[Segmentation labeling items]
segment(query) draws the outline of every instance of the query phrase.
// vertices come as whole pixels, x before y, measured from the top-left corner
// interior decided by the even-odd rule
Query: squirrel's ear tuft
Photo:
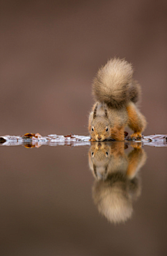
[[[94,108],[94,111],[93,111],[93,119],[95,119],[95,117],[96,117],[97,108],[97,104],[96,104],[96,106]]]

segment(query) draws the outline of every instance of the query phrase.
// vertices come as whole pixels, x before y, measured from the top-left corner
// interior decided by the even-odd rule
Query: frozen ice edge
[[[31,145],[38,148],[42,145],[51,146],[56,145],[90,145],[90,136],[80,135],[63,135],[49,134],[47,136],[42,136],[39,134],[34,134],[31,137],[25,136],[10,136],[5,135],[0,137],[1,145]],[[133,141],[133,143],[142,142],[143,145],[154,147],[167,147],[167,135],[154,134],[144,136],[141,141]],[[125,141],[129,142],[129,141]]]

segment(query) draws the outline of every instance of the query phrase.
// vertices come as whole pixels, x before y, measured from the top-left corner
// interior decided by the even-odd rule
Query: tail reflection
[[[141,194],[138,171],[146,154],[141,143],[132,147],[128,155],[120,141],[94,143],[89,150],[89,166],[95,178],[93,198],[99,212],[111,222],[129,219],[133,201]]]

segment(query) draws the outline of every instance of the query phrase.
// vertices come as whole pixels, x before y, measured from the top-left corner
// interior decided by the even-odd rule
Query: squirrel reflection
[[[141,143],[132,146],[128,155],[121,141],[94,143],[89,150],[89,166],[95,178],[93,198],[99,212],[111,222],[130,218],[133,201],[141,194],[138,171],[146,154]]]

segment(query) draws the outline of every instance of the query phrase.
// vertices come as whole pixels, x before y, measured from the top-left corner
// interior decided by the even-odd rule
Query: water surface
[[[166,255],[166,148],[113,143],[0,147],[1,255]]]

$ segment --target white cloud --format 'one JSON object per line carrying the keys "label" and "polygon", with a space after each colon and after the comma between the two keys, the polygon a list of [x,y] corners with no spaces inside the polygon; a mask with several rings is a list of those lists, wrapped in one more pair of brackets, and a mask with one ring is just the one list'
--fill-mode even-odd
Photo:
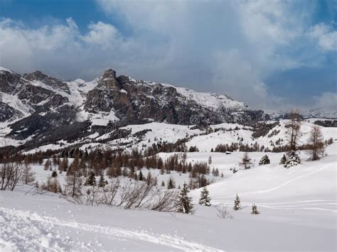
{"label": "white cloud", "polygon": [[336,112],[337,110],[337,93],[326,92],[320,96],[314,97],[314,108],[324,109],[327,111]]}
{"label": "white cloud", "polygon": [[317,40],[323,50],[337,50],[337,31],[324,23],[318,23],[308,33],[309,37]]}
{"label": "white cloud", "polygon": [[[92,78],[111,67],[119,74],[228,93],[266,107],[271,97],[274,104],[278,101],[274,106],[284,99],[271,94],[264,80],[275,71],[308,64],[311,53],[306,51],[305,57],[293,50],[307,45],[306,13],[312,3],[304,1],[299,9],[284,1],[97,1],[132,34],[124,37],[123,31],[101,21],[89,23],[81,33],[72,18],[36,29],[3,20],[1,65],[66,78]],[[331,42],[331,30],[310,29],[310,38],[331,50],[336,43]]]}

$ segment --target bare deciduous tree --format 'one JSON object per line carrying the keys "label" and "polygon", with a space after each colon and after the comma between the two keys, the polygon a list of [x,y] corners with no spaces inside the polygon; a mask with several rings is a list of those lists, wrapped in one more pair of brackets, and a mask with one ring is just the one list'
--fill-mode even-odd
{"label": "bare deciduous tree", "polygon": [[288,114],[290,121],[286,125],[288,128],[287,134],[288,136],[288,141],[290,147],[290,150],[296,150],[297,147],[297,142],[300,136],[301,117],[299,112],[296,110],[291,111]]}
{"label": "bare deciduous tree", "polygon": [[35,181],[35,172],[31,170],[31,167],[28,164],[23,166],[21,180],[25,185],[30,185]]}
{"label": "bare deciduous tree", "polygon": [[319,160],[319,155],[323,155],[324,153],[324,139],[319,126],[312,127],[309,138],[309,144],[311,159],[312,160]]}
{"label": "bare deciduous tree", "polygon": [[22,165],[21,163],[7,160],[3,162],[0,164],[1,190],[9,189],[13,191],[21,176]]}

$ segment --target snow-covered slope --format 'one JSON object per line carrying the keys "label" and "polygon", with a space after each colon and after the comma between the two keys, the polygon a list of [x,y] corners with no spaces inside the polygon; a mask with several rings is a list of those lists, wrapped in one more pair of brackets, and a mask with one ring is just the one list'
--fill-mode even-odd
{"label": "snow-covered slope", "polygon": [[[271,153],[270,165],[240,170],[229,168],[235,153],[188,153],[188,160],[205,160],[226,172],[210,186],[210,207],[196,204],[200,190],[190,193],[193,215],[123,210],[70,203],[28,187],[2,192],[0,248],[3,251],[336,251],[336,143],[319,161],[286,169],[282,153]],[[167,153],[166,153],[167,154]],[[258,162],[263,153],[250,153]],[[304,160],[306,154],[301,154]],[[256,163],[256,162],[255,162]],[[41,168],[42,169],[42,167]],[[178,174],[172,175],[179,177]],[[242,209],[232,210],[235,195]],[[260,214],[250,214],[256,204]],[[228,205],[232,219],[218,217]]]}

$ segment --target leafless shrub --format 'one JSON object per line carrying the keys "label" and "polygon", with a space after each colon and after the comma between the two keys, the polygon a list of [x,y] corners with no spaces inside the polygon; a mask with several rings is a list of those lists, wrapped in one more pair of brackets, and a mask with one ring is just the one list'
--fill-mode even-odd
{"label": "leafless shrub", "polygon": [[226,205],[220,205],[215,207],[217,210],[217,215],[219,218],[221,219],[232,219],[232,217],[228,211],[228,206]]}
{"label": "leafless shrub", "polygon": [[153,189],[154,182],[147,183],[144,181],[135,181],[129,185],[129,192],[126,197],[124,208],[129,209],[131,208],[142,207],[150,202],[155,196]]}
{"label": "leafless shrub", "polygon": [[5,161],[0,164],[1,190],[13,191],[22,174],[22,165],[19,162]]}
{"label": "leafless shrub", "polygon": [[100,187],[96,185],[87,187],[85,189],[82,189],[84,192],[82,192],[83,197],[83,202],[89,206],[99,205],[100,204]]}
{"label": "leafless shrub", "polygon": [[112,180],[110,183],[103,188],[102,197],[100,198],[100,204],[114,205],[114,197],[117,194],[119,188],[119,180]]}
{"label": "leafless shrub", "polygon": [[175,212],[178,192],[168,190],[159,194],[156,200],[149,207],[151,210],[159,212]]}

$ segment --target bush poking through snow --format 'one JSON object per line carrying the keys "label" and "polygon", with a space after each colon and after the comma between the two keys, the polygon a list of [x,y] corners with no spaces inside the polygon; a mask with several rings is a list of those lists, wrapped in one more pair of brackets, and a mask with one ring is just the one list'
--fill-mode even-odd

→ **AIM**: Please repeat every row above word for word, leaving out the pictures.

→ **RESULT FOR THIS EXERCISE**:
segment(query) draws the outline of every instance of the query phrase.
// vertices come as whole pixels, x before y, measured from the top-left corner
// interior decided by the even-odd rule
Query: squirrel's ear tuft
Photo:
[[[94,108],[94,111],[93,111],[93,119],[95,119],[95,117],[96,117],[97,108],[97,104],[96,104],[96,106]]]

segment(query) draws the outline of every instance of the query phrase.
// vertices come as whole pixels, x before y, measured from the top-left corner
// interior decided by the even-odd rule
Query: frozen ice edge
[[[31,145],[38,148],[42,145],[51,146],[56,145],[90,145],[90,136],[80,135],[63,135],[49,134],[47,136],[42,136],[39,134],[34,134],[31,137],[25,136],[10,136],[5,135],[0,137],[1,145]],[[133,141],[133,143],[142,142],[143,145],[154,147],[167,147],[167,135],[154,134],[144,136],[141,141]],[[125,141],[129,142],[129,141]]]

segment(query) draws the outline of every instance of the query phrase.
// vertices come as whole pixels, x before y, measured from the top-left corner
// interior decided by the even-odd rule
Query: tail reflection
[[[141,194],[138,171],[146,154],[141,143],[132,147],[128,155],[120,141],[94,143],[89,150],[89,166],[95,178],[93,198],[99,212],[111,222],[129,219],[133,201]]]

segment(query) draws the outline of every instance of the query phrase.
// vertices come as whole pixels, x before y, measured from the top-left corner
// interior decided by the even-odd rule
Query: squirrel reflection
[[[141,143],[132,146],[128,155],[121,141],[94,143],[89,150],[89,166],[95,178],[93,198],[99,212],[111,222],[130,218],[133,201],[141,194],[138,171],[146,154]]]

segment(query) draws the outline of every instance of the query phrase.
// vertices come as whole pixels, x before y, measured from the top-left corner
// interior decided by the even-odd rule
Query: water surface
[[[166,255],[166,148],[113,143],[0,147],[1,255]]]

$ segment --target white cloud --format 'one JSON object per line carrying the keys "label" and "polygon", with a space after each colon and after the comma between the two keys, the polygon a list of [x,y] corners with no spaces inside the polygon; a mask with several rings is a list of those lists, wrapped in one more pair of brackets, and a mask with one ring is just the one list'
--fill-mode even-odd
Photo:
{"label": "white cloud", "polygon": [[336,112],[337,110],[337,93],[326,92],[320,96],[314,97],[314,108],[324,109],[327,111]]}
{"label": "white cloud", "polygon": [[317,40],[323,50],[337,50],[337,31],[324,23],[318,23],[308,33],[309,37]]}
{"label": "white cloud", "polygon": [[[92,78],[111,67],[119,74],[228,93],[266,107],[271,97],[274,104],[278,101],[274,106],[284,99],[271,94],[264,80],[275,71],[308,64],[311,53],[306,51],[305,57],[293,50],[307,45],[306,13],[312,3],[304,1],[299,9],[284,1],[97,1],[132,34],[124,37],[123,31],[101,21],[89,23],[81,33],[72,18],[36,29],[3,20],[1,65],[66,78]],[[331,42],[331,30],[310,29],[310,38],[331,50],[336,43]]]}

$ segment --target bare deciduous tree --format 'one JSON object per line carrying the keys "label" and "polygon", with a space after each colon and after the comma between the two keys, the polygon a list of [x,y] corners with no spaces inside the polygon; a mask with several rings is a list of those lists, wrapped in one more pair of brackets, and a mask with one ring is just the one list'
--fill-mode even-odd
{"label": "bare deciduous tree", "polygon": [[288,114],[290,121],[286,125],[288,128],[287,134],[288,136],[288,141],[290,147],[290,150],[296,150],[297,147],[297,142],[300,136],[301,117],[299,112],[296,110],[291,111]]}
{"label": "bare deciduous tree", "polygon": [[35,181],[35,172],[31,170],[31,167],[28,164],[23,166],[21,180],[25,185],[30,185]]}
{"label": "bare deciduous tree", "polygon": [[319,160],[319,155],[323,155],[324,153],[324,139],[319,126],[312,127],[309,138],[309,144],[311,159],[312,160]]}
{"label": "bare deciduous tree", "polygon": [[22,165],[21,163],[7,160],[3,162],[0,164],[1,190],[9,189],[13,191],[21,176]]}

$ segment --target snow-covered slope --format 'one JSON object per line carrying the keys "label" and "polygon", with a space after each colon and after the comma between the two keys, the polygon a list of [x,y] corners with no spaces inside the polygon; a mask with several rings is a list of those lists, wrapped in one more pair of brackets, and a mask with one ring is just the one list'
--fill-mode even-odd
{"label": "snow-covered slope", "polygon": [[[271,153],[270,165],[240,170],[229,168],[235,153],[188,153],[188,160],[205,160],[226,172],[210,186],[210,207],[196,204],[200,190],[190,193],[193,215],[123,210],[70,203],[28,187],[2,192],[0,248],[3,251],[336,251],[336,143],[319,161],[286,169],[282,153]],[[167,153],[166,153],[167,154]],[[258,162],[263,153],[250,153]],[[304,160],[306,154],[301,154]],[[256,163],[256,162],[255,162]],[[41,168],[42,169],[42,167]],[[178,174],[172,175],[179,177]],[[242,209],[232,210],[235,195]],[[260,214],[250,214],[256,204]],[[228,205],[232,219],[218,217]]]}

$ segment --target leafless shrub --format 'one JSON object per line carrying the keys "label" and "polygon", with a space after each colon and after the comma between the two keys, the polygon a list of [x,y] corners with no spaces inside the polygon; a mask with several rings is a list of those lists, wrapped in one more pair of brackets, and a mask with one ring is just the one list'
--fill-mode even-odd
{"label": "leafless shrub", "polygon": [[226,205],[220,205],[215,207],[217,210],[217,215],[219,218],[221,219],[232,219],[232,217],[228,211],[228,206]]}
{"label": "leafless shrub", "polygon": [[153,189],[154,182],[147,183],[144,181],[135,181],[129,185],[129,192],[126,197],[124,208],[129,209],[131,208],[142,207],[150,202],[155,196]]}
{"label": "leafless shrub", "polygon": [[5,161],[0,164],[1,190],[13,191],[22,174],[22,165],[19,162]]}
{"label": "leafless shrub", "polygon": [[100,187],[96,185],[87,187],[85,189],[82,189],[84,192],[82,192],[83,197],[83,202],[89,206],[99,205],[100,204]]}
{"label": "leafless shrub", "polygon": [[112,180],[110,183],[103,188],[102,197],[100,198],[100,204],[114,205],[114,197],[117,194],[119,188],[119,180]]}
{"label": "leafless shrub", "polygon": [[175,212],[178,192],[168,190],[159,194],[156,200],[149,207],[151,210],[159,212]]}

$ segment --target bush poking through snow --format 'one JSON object per line carrying the keys "label" and "polygon", with a space after each colon and after the comma between the two keys, the polygon a list of [x,y] corners with no spaces inside the polygon; a mask with several rings is a list of those lists, wrapped in one more pair of brackets, and a mask with one ring is just the one list'
--fill-mode even-odd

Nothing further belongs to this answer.